> Work required: Starting with the line that contains "Crossing-audit request: pin the white baseball" and stopping after the line that contains "Crossing-audit request: pin the baseball", copy the entries below exactly. Include nothing else.
Top of The data
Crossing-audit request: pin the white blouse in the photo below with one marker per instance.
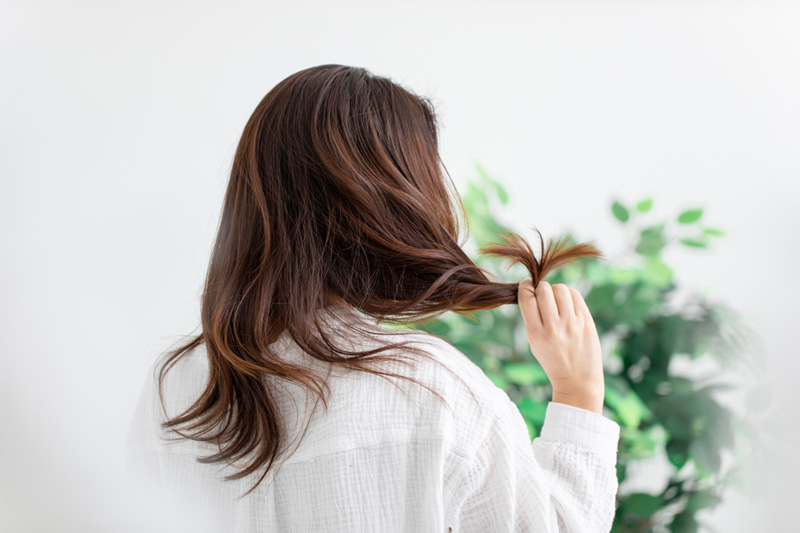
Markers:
(389, 460)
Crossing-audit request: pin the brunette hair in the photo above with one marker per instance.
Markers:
(336, 195)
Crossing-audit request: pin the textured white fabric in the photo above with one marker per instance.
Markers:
(387, 460)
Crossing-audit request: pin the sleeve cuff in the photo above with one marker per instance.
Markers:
(565, 423)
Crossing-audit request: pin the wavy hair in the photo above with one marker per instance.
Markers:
(336, 197)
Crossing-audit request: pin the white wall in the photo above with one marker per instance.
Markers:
(119, 121)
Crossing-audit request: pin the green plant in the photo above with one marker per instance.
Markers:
(641, 333)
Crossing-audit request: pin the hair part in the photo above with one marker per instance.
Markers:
(336, 192)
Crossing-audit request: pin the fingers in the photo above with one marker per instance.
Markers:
(563, 297)
(580, 304)
(527, 304)
(547, 304)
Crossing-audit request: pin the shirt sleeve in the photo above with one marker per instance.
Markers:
(564, 481)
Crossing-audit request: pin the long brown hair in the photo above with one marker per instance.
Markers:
(336, 195)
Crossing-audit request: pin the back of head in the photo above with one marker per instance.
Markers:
(337, 195)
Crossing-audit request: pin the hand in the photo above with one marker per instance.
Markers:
(564, 339)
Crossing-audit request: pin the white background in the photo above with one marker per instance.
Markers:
(119, 121)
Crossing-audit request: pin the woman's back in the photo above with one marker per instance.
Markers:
(386, 459)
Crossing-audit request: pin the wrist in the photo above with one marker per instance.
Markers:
(582, 400)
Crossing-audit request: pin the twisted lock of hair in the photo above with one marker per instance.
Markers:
(336, 193)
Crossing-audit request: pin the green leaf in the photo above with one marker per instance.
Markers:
(628, 406)
(702, 499)
(690, 215)
(706, 455)
(525, 373)
(620, 211)
(677, 451)
(694, 243)
(651, 240)
(684, 522)
(644, 205)
(642, 504)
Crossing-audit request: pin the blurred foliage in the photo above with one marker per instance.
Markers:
(658, 411)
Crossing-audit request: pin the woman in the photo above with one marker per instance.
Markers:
(337, 218)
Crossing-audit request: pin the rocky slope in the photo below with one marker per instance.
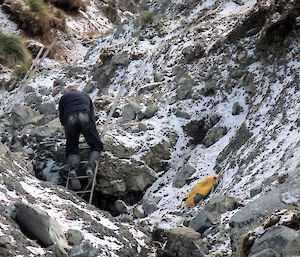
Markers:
(208, 88)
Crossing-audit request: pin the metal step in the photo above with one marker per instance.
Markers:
(86, 190)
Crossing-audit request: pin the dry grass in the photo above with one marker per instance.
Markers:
(68, 5)
(12, 50)
(39, 23)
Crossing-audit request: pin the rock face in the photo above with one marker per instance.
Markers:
(184, 242)
(41, 226)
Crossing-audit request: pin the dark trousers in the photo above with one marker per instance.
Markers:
(81, 123)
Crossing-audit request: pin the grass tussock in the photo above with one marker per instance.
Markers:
(12, 50)
(35, 18)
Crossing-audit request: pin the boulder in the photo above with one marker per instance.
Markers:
(275, 238)
(182, 175)
(184, 242)
(23, 115)
(221, 204)
(41, 226)
(214, 135)
(202, 221)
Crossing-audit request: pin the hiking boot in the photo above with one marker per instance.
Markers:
(74, 181)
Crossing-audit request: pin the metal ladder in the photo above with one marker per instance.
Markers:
(86, 189)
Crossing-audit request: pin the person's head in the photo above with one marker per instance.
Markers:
(69, 88)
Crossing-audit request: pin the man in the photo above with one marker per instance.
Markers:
(76, 114)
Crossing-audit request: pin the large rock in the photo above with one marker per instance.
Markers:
(23, 115)
(202, 221)
(213, 135)
(184, 242)
(275, 238)
(182, 175)
(158, 156)
(120, 178)
(41, 226)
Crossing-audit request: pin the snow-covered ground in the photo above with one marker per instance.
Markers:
(275, 137)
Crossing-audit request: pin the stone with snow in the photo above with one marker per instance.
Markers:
(276, 238)
(184, 242)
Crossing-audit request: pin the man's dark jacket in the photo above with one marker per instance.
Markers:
(74, 101)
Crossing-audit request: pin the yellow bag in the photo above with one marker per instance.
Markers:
(201, 190)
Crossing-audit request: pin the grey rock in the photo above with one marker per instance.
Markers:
(257, 209)
(184, 242)
(202, 221)
(139, 212)
(120, 177)
(74, 237)
(240, 138)
(151, 111)
(221, 204)
(48, 108)
(120, 59)
(293, 248)
(276, 238)
(266, 253)
(210, 87)
(184, 91)
(236, 109)
(130, 111)
(149, 207)
(214, 135)
(121, 206)
(182, 174)
(251, 89)
(41, 226)
(256, 190)
(83, 250)
(23, 115)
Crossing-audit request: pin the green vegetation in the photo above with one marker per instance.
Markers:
(12, 50)
(38, 6)
(20, 72)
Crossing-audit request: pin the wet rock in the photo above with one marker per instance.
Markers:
(214, 135)
(121, 59)
(191, 53)
(240, 138)
(41, 226)
(23, 115)
(130, 111)
(275, 238)
(202, 221)
(292, 249)
(157, 156)
(182, 174)
(120, 177)
(184, 242)
(48, 108)
(236, 109)
(196, 129)
(139, 212)
(121, 206)
(210, 87)
(74, 237)
(151, 110)
(221, 204)
(256, 190)
(149, 207)
(83, 250)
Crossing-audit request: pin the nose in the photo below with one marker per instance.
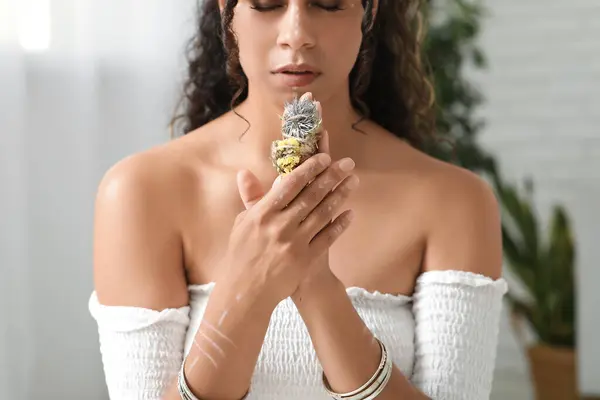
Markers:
(295, 30)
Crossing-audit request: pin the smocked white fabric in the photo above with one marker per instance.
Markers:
(443, 339)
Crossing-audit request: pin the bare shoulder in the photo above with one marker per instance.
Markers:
(458, 209)
(464, 226)
(137, 242)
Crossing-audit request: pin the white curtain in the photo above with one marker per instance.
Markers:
(83, 83)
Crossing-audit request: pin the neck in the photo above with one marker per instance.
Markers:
(263, 114)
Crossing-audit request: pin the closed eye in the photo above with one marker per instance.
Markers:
(260, 7)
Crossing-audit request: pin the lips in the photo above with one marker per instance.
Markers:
(296, 75)
(296, 69)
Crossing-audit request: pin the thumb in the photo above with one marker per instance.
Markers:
(250, 188)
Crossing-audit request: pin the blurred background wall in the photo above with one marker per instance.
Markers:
(84, 83)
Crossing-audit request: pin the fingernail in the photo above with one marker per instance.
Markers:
(353, 182)
(347, 164)
(350, 216)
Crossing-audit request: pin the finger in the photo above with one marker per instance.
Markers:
(317, 190)
(326, 237)
(250, 188)
(324, 142)
(324, 213)
(276, 181)
(292, 184)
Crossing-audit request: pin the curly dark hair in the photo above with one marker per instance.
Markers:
(398, 96)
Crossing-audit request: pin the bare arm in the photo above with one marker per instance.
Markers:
(138, 262)
(465, 236)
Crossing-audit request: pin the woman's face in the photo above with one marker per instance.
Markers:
(298, 45)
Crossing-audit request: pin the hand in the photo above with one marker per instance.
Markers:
(277, 240)
(320, 272)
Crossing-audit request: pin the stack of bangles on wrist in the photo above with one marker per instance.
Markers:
(374, 386)
(368, 391)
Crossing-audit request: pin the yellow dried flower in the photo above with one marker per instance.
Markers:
(301, 126)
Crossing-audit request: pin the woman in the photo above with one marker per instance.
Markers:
(214, 283)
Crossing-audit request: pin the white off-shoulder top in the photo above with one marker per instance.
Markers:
(443, 339)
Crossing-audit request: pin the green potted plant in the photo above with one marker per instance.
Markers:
(545, 266)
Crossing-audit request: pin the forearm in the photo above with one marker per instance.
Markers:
(222, 359)
(346, 348)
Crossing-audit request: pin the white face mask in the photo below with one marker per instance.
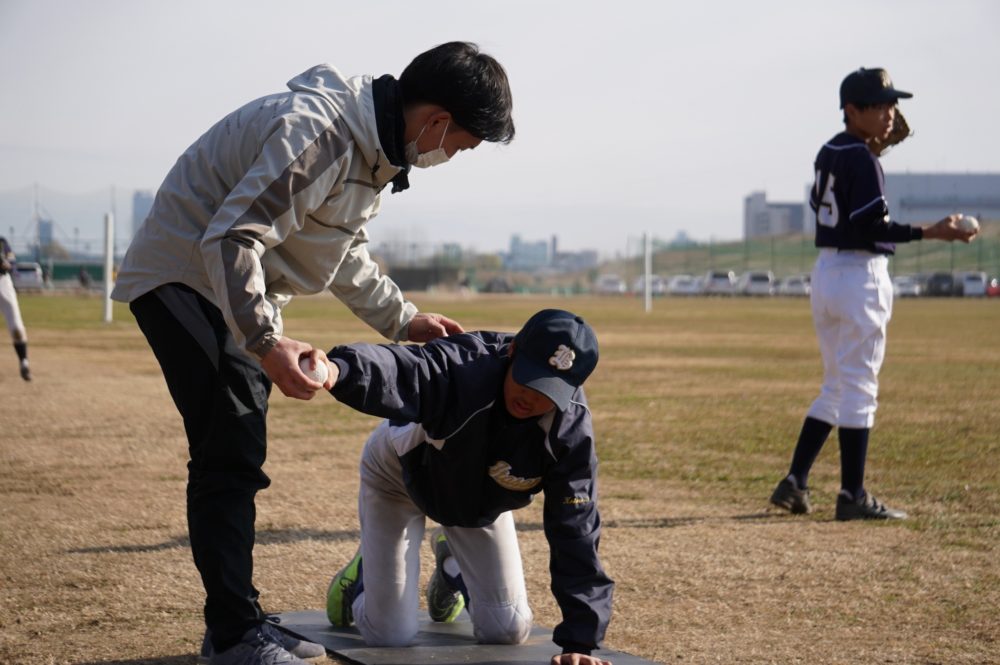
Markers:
(423, 160)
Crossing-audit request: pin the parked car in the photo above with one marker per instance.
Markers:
(972, 284)
(27, 275)
(756, 283)
(657, 285)
(684, 285)
(941, 284)
(993, 287)
(796, 285)
(609, 285)
(906, 286)
(720, 282)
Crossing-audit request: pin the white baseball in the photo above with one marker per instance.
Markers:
(967, 223)
(318, 375)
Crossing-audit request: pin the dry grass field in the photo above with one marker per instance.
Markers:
(696, 405)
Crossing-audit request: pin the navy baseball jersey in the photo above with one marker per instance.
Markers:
(848, 198)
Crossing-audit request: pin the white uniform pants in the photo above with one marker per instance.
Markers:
(11, 312)
(392, 534)
(851, 304)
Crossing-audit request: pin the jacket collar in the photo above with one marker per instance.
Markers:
(388, 101)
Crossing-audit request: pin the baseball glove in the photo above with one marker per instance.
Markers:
(900, 131)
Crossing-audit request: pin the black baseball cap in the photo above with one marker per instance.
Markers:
Bottom of The data
> Solution to the problem:
Crossing-audit request: pin the white baseball in the photo above with one marker per instance.
Markers:
(967, 223)
(318, 375)
Crossing-audit request: pin the dry grass field in the photo above with one marker per instance.
Markers:
(696, 405)
Crossing-audit request: pin the navy baseball jersey in the photo above with one marker per instance.
Markers:
(848, 198)
Crossing-audit request: pin the white uniform pants in the photo above with one marker per instance.
Markers:
(11, 312)
(392, 534)
(851, 304)
Crossing-audit request: pin the jacket collar in the photo above with one marker per instance.
Markers:
(388, 101)
Crossing-audit request: pin the baseball glove in the photo above with one marker per instance.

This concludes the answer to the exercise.